#### Objective
Write out each entry, exactly the way it appears.

#### Record set
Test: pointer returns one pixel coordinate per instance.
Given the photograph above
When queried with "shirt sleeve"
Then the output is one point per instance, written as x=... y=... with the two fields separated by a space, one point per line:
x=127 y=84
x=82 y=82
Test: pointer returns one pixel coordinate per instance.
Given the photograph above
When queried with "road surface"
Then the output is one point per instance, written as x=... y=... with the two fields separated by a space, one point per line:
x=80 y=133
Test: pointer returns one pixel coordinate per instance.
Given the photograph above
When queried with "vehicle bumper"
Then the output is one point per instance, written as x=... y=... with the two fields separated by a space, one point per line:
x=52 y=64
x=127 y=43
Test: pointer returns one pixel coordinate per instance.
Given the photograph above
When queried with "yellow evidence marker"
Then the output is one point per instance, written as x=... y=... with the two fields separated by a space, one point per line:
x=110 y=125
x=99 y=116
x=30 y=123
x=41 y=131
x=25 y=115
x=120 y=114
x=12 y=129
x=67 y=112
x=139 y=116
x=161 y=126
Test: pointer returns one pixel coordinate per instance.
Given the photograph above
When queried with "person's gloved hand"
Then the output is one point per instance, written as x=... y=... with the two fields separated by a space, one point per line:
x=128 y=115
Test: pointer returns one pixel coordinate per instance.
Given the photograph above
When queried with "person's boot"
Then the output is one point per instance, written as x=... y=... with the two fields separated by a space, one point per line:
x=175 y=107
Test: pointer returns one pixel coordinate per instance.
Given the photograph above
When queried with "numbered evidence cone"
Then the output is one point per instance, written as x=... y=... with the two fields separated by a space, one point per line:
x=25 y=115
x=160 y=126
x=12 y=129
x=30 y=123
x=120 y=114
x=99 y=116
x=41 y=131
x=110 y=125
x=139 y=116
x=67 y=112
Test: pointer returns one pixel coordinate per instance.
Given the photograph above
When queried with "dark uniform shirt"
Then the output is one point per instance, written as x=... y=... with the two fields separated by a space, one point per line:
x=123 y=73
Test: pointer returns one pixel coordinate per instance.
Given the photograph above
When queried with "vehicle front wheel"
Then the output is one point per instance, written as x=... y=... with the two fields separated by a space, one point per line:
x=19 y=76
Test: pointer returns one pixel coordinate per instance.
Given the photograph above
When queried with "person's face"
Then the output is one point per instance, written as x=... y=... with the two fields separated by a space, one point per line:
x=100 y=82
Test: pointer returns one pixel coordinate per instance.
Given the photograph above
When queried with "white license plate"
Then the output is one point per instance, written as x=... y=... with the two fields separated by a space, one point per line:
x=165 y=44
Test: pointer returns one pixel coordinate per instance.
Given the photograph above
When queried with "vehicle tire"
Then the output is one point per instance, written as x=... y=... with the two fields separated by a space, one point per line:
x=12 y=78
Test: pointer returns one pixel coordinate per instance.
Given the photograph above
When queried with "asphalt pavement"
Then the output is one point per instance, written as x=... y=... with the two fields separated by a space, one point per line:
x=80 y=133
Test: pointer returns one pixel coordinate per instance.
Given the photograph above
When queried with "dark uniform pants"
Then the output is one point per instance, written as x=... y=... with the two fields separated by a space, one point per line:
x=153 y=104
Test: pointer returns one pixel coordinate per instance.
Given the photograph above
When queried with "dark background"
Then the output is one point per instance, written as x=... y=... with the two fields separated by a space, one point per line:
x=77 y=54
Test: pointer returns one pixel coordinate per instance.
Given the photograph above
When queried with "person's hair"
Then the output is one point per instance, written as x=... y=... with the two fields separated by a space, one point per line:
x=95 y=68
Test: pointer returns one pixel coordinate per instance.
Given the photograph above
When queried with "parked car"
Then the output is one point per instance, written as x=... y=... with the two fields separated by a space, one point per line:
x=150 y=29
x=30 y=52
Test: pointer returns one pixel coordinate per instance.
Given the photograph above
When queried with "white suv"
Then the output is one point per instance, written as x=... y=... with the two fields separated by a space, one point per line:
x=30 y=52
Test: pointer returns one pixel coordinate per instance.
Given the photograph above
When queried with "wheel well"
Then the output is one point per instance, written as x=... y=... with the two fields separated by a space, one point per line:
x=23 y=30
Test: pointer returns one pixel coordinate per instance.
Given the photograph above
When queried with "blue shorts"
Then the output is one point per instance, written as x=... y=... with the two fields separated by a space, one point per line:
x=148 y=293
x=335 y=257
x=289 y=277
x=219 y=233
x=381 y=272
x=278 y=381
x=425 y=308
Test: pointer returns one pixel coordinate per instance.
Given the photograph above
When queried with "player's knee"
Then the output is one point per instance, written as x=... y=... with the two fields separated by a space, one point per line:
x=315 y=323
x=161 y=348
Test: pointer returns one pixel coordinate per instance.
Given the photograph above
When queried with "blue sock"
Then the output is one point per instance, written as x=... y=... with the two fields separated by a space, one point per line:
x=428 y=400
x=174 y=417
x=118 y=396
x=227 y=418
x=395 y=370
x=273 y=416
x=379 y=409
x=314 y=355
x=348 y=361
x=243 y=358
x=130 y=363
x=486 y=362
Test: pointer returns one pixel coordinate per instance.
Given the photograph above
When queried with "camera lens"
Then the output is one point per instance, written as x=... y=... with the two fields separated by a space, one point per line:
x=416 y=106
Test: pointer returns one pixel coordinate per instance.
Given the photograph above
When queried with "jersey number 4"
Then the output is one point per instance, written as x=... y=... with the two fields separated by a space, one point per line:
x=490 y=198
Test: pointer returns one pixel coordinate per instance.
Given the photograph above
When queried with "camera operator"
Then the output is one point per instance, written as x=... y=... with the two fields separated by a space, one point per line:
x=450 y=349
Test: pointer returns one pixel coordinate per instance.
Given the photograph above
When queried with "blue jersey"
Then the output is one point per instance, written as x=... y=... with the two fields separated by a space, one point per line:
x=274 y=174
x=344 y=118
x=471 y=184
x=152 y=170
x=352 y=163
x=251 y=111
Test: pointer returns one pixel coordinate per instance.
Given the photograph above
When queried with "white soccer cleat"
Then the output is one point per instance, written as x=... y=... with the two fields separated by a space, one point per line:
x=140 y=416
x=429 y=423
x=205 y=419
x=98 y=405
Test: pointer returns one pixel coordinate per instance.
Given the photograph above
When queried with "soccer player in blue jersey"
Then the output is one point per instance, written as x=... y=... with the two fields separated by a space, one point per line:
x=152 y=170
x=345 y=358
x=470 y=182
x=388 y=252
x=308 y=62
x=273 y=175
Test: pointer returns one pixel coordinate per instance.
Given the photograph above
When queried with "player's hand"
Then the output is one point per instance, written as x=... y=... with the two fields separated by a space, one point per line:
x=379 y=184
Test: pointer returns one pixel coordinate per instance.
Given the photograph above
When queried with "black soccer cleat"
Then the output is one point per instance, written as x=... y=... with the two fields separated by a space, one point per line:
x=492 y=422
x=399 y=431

#### Response to the exercise
Test: pointer returns one pixel coordinate per instance.
Given the photograph above
When queried with "shirt sleeve"
Then the output is one point per instance, written as x=... y=... with the two fields separated by a space, one point per line:
x=127 y=84
x=82 y=82
Test: pointer returns one pixel coordinate per instance.
Given the photograph above
When queried with "road surface"
Then the output is one point per instance, written as x=... y=... with the two fields separated by a space, one point per line:
x=80 y=133
Test: pointer returns one pixel coordinate per instance.
Given the photograph above
When queried with "vehicle bumper"
Then the output is one point per instance, written as x=... y=... with the two fields separated by a space, one point per line:
x=52 y=64
x=127 y=43
Test: pointer returns one pixel coordinate per instance.
Given the photograph above
When queried with "yellow evidence marker"
Then the output is one point per instance, written as x=... y=... with the two fields separated by a space, one point per line:
x=110 y=125
x=99 y=116
x=30 y=123
x=41 y=131
x=25 y=115
x=120 y=114
x=12 y=129
x=67 y=112
x=139 y=116
x=161 y=126
Test: pointer returns one pixel coordinate per instance.
Given the photograph above
When queried with "person's gloved hand"
Then the output is one point per instance, written as x=... y=... with the two fields separated by a space, one point per line:
x=128 y=115
Test: pointer returns one pixel coordinate per instance.
Given the photograph above
When queried with "person's boot"
Then the output is one point per instance, written as x=... y=... with the two fields separated by a space, one point per line:
x=175 y=107
Test: pointer returns one pixel coordinate per instance.
Given the photograph above
When queried with "numbered evidence cone"
Then the output is one point per instance, written as x=... y=... with the two fields separated by a space, one point per line:
x=25 y=115
x=160 y=126
x=12 y=129
x=30 y=123
x=120 y=114
x=99 y=116
x=41 y=131
x=110 y=125
x=139 y=116
x=67 y=112
Test: pointer returns one pixel coordinate per instance.
Given the photograph above
When queried with "dark uniform shirt"
Then the output is one point per instance, written as x=... y=... with the two fields separated by a space, one point per line:
x=123 y=73
Test: pointer returns one pixel coordinate per instance.
Given the photograph above
When queried with "vehicle front wheel"
Then the output is one point per instance, written as x=... y=... with the two fields separated by a space, one point per line:
x=19 y=76
Test: pointer returns one pixel coordinate per instance.
Given the photograph above
When queried with "person's face"
Then the output is one point per instance, written as x=... y=... with the two fields separated by a space, one point per line:
x=100 y=82
Test: pointer returns one pixel coordinate per instance.
Given the photograph above
When queried with "white license plate"
Then the output is one point per instance, written as x=... y=... with the two fields separated by a space, one point per line:
x=165 y=44
Test: pointer returns one pixel coordinate per instance.
Given the photograph above
When queried with "vehicle tire"
Then the output is one point per instance, written as x=... y=... with the two fields separated by a space, one point per line:
x=12 y=78
Test: pointer returns one pixel coordinate per instance.
Given the photograph above
When queried with "asphalt pavement"
Then the output is one point per instance, written as x=... y=... with the two fields separated by a space, one point per line:
x=80 y=133
Test: pointer returns one pixel coordinate per instance.
Given the photograph above
When queried with "dark uniform pants"
Then the output is one point per instance, written as x=... y=... with the two fields separated by a space, one point per line:
x=153 y=104
Test: pointer returns one pixel coordinate per instance.
Given the photograph above
When queried with "dark background"
Then the output is one point per instance, written as x=... y=... with the two fields separated by a space, one point per line:
x=77 y=54
Test: pointer returns one pixel coordinate per instance.
Given the photograph above
When queried with "person's hair"
Then the output is one point per instance, written as x=... y=... with the two fields separated by a space, one point per line:
x=95 y=68
Test: pointer returns one pixel coordinate per instance.
Given the photograph above
When queried with "parked car"
Then the output is one point per instance, written as x=... y=... with the two fields separated by a space, one point per line:
x=150 y=29
x=30 y=52
Test: pointer returns one pixel coordinate per instance.
Given the photograph above
When queried with "white suv"
Then the output is one point per instance, written as x=... y=... with the two fields separated by a space, one point per line:
x=30 y=52
Test: pointer returns one pixel coordinate per instance.
Given the photograph above
When queried with "wheel well"
Then the output is one point per instance, written as x=... y=... with the two fields separated by a space, one point per line:
x=23 y=30
Test: pointer returns one pixel coordinate per instance.
Given the photograph above
When queried with "blue shorts"
Then the output is one point per instance, written as x=... y=... with the two fields separated by a space, one point per line:
x=148 y=293
x=335 y=257
x=289 y=277
x=219 y=233
x=381 y=272
x=278 y=381
x=425 y=308
Test: pointer returns one pixel coordinate per instance.
Given the photograph above
When queried with "player's knee"
Then the output is one point per instance, written as x=... y=... with the two fields separated by a space, one point per line:
x=315 y=323
x=161 y=348
Test: pointer returns one pixel coordinate per instance.
Given the photograph above
When queried with "blue sock"
Then the output is one point per instance, written as x=... y=... with the two fields separated by a space, one point per line:
x=428 y=400
x=174 y=417
x=118 y=396
x=227 y=418
x=395 y=370
x=273 y=416
x=379 y=409
x=314 y=355
x=348 y=361
x=243 y=358
x=130 y=363
x=486 y=362
Test: pointer returns one pixel coordinate per instance.
Given the photograph above
When queried with "camera lens"
Then the output is one point per instance, written as x=... y=... with the two fields separated by a space, one point per line:
x=416 y=106
Test: pointer returns one pixel coordinate per instance.
Given the photograph above
When queried with "jersey number 4"
Then the output is one point per instance, written as x=... y=... with the two fields separated by a space, one point per line:
x=490 y=198
Test: pointer returns one pixel coordinate per instance.
Given the photograph above
When queried with "camera operator"
Then the output is one point per instance, written as x=... y=... with the two fields separated by a space, one point per line:
x=450 y=349
Test: pointer returns one pixel coordinate per instance.
Given the photograph above
When queried with "blue jersey"
Then the output is one point per instance, written as x=... y=... with the two fields separated by a space, one point per line:
x=274 y=174
x=344 y=118
x=471 y=184
x=152 y=170
x=352 y=163
x=251 y=111
Test: pointer returns one pixel coordinate per instance.
Given the photograph above
When queried with "white soccer cleat"
Then the output is one point per instance, written as x=... y=... with the two fields separated by a space, one point per line:
x=140 y=416
x=429 y=423
x=205 y=419
x=98 y=405
Test: pointer returns one pixel coordinate per instance.
Given the photograph above
When queried with "soccer player in blue jersey"
Then the output is one point per instance, written as x=... y=... with the two fields separated by a space, one point per line:
x=152 y=170
x=345 y=358
x=470 y=182
x=388 y=252
x=308 y=62
x=273 y=175
Test: pointer returns one pixel coordinate per instance.
Given the photograph above
When queried with "player's hand"
Then the output is one point per instance, written as x=... y=... with the two fields separated by a space, one point per line:
x=379 y=184
Test: pointer returns one pixel coordinate per instance.
Given the photograph above
When queried with "black soccer cleat"
Then the output is one point per instance, written as x=... y=... with the two fields separated by a space, one point per line:
x=492 y=422
x=399 y=431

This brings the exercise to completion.